Les Lab ont été pensés comme des espaces temporaires de réflexion, de création et d’action. Les participant·e·s y sont invité·e·s à déconstruire collectivement les normes sociales discriminantes, explorer des pratiques de transformation sociale, et proposer des pistes d’action féministe contextualisées.
Les Labs ont permis de créer des espaces uniques de rencontre, de dialogue et de co-construction autour de la justice et de la dignité menstruelles. Dans des contextes différents mais traversés par des défis similaires: tabous persistants, manque de cadre normatif, inégalités d’accès aux produits et services. Ils ont constitué des catalyseurs d’idées et de stratégies collectives pour transformer les réalités.
Trois contextes, une même ambition : faire bouger les lignes et mener la révolution rouge
- En Côte d’Ivoire : Le projet « Sang pour sang ensemble » vise, d’ici 2026, à faire reconnaître la santé et la dignité menstruelles comme un enjeu de santé publique et de droits humains. Pour cela, il agit sur trois leviers : intégrer la dignité menstruelle dans les modules éducatifs de l’éducation à la Santé et à la Vie Saine (ESVS), rendre l’information accessible à toutes, y compris aux personnes en situation de handicap auditif, et produire des données dans les communautés défavorisées pour nourrir le plaidoyer. À travers une campagne digitale, des fora communautaires et des rencontres de plaidoyer allant jusqu’à un dîner avec la Ministre de l’Éducation, le projet entend briser le silence autour des menstruations et en faire une priorité nationale.
- En Guinée : Le projet « À nos règles » ambitionne de faire reconnaître la santé menstruelle en milieu rural comme un enjeu de santé publique. Ses priorités sont de créer des espaces sûrs et inclusifs pour recueillir les vécus des personnes menstruées, mobiliser une base de soutien composée de leaders communautaires et religieux, et améliorer l’accès à une information claire et adaptée. Les activités incluent des cercles de parole, des capsules vidéo de sensibilisation et des rencontres de plaidoyer nommées « À table avec nos dirigeant·e·s », afin de transformer les représentations sociales et influencer les politiques.
- Au Bénin : Le projet « Règle-moi ça » veut institutionnaliser la Santé, Dignité et Justice Menstruelles (SDJM) comme une question de droits humains et de justice sociale. Face à l’absence de cadre stratégique durable et à l’invisibilisation politique des menstruations, le projet mobilise trois leviers : la production de données inclusives pour documenter les réalités vécues des personnes menstruées dans toutes leurs diversités, le changement de narratif à travers des campagnes artistiques et scientifiques, et la mobilisation multi-acteurs pour influencer les politiques publiques. L’objectif est d’obtenir un engagement du Ministère de l’Action Sociale et de la Microfinance pour intégrer la SDJM dans ses programmes et politiques, notamment via la reconduction du Programme National d’Hygiène Menstruelle.
Ces trois Lab ont contribué à nourrir une stratégie collective portée par les partenaires, au croisement des enjeux de dignité menstruelle, de justice reproductive et de décolonisation des savoirs. Ils ont également permis d’identifier des axes de plaidoyer communs, de renforcer les capacités des actrices locales, et d’envisager des échanges Sud-Sud entre initiatives inspirantes.
À travers ces espaces, Equipop affirme son engagement pour des dynamiques féministes ancrées, inclusives et transformatrices, où la parole des premières concernées reste au centre de toute action.

### Consigne
Reprenez mot pour mot le passage du texte sur les Labs de dignité menstruelle, de « Les Lab ont » à « transformer les réalités. ».

### Extraits de données
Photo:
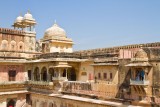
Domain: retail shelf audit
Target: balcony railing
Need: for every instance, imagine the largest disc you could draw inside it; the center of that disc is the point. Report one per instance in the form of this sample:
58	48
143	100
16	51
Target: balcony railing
138	82
12	82
60	78
39	83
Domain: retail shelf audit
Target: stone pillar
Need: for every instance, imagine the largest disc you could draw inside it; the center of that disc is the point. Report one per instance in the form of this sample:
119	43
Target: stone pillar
59	73
66	75
32	76
40	77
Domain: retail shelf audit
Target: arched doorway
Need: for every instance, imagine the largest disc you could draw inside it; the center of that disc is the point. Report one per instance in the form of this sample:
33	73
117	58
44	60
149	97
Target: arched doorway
44	74
51	74
71	74
64	73
11	103
36	74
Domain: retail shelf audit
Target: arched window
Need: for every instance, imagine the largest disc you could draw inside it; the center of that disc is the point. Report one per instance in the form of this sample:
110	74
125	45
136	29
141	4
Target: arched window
21	46
4	45
44	74
13	45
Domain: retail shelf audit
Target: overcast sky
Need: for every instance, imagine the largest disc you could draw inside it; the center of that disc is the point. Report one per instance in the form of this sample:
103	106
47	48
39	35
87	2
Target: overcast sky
91	23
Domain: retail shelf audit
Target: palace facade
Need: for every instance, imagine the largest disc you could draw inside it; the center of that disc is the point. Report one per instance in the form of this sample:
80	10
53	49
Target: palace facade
48	73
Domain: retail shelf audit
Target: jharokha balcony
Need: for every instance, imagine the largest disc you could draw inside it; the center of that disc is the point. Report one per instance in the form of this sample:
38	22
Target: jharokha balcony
139	82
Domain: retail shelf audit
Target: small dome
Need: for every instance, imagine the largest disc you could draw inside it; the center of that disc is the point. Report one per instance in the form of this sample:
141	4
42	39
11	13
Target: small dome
54	31
19	19
28	16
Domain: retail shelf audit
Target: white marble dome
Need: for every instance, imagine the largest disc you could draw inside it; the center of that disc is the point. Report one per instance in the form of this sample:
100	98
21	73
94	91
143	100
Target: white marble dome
19	19
54	32
28	16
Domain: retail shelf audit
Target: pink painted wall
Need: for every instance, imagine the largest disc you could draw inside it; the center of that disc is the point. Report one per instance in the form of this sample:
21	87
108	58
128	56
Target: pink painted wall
20	76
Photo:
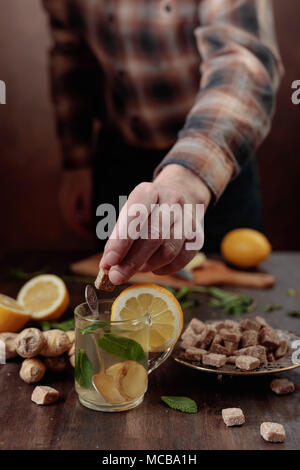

### Réponse complète
Les Lab ont été pensés comme des espaces temporaires de réflexion, de création et d’action. Les participant·e·s y sont invité·e·s à déconstruire collectivement les normes sociales discriminantes, explorer des pratiques de transformation sociale, et proposer des pistes d’action féministe contextualisées.
Les Labs ont permis de créer des espaces uniques de rencontre, de dialogue et de co-construction autour de la justice et de la dignité menstruelles. Dans des contextes différents mais traversés par des défis similaires: tabous persistants, manque de cadre normatif, inégalités d’accès aux produits et services. Ils ont constitué des catalyseurs d’idées et de stratégies collectives pour transformer les réalités.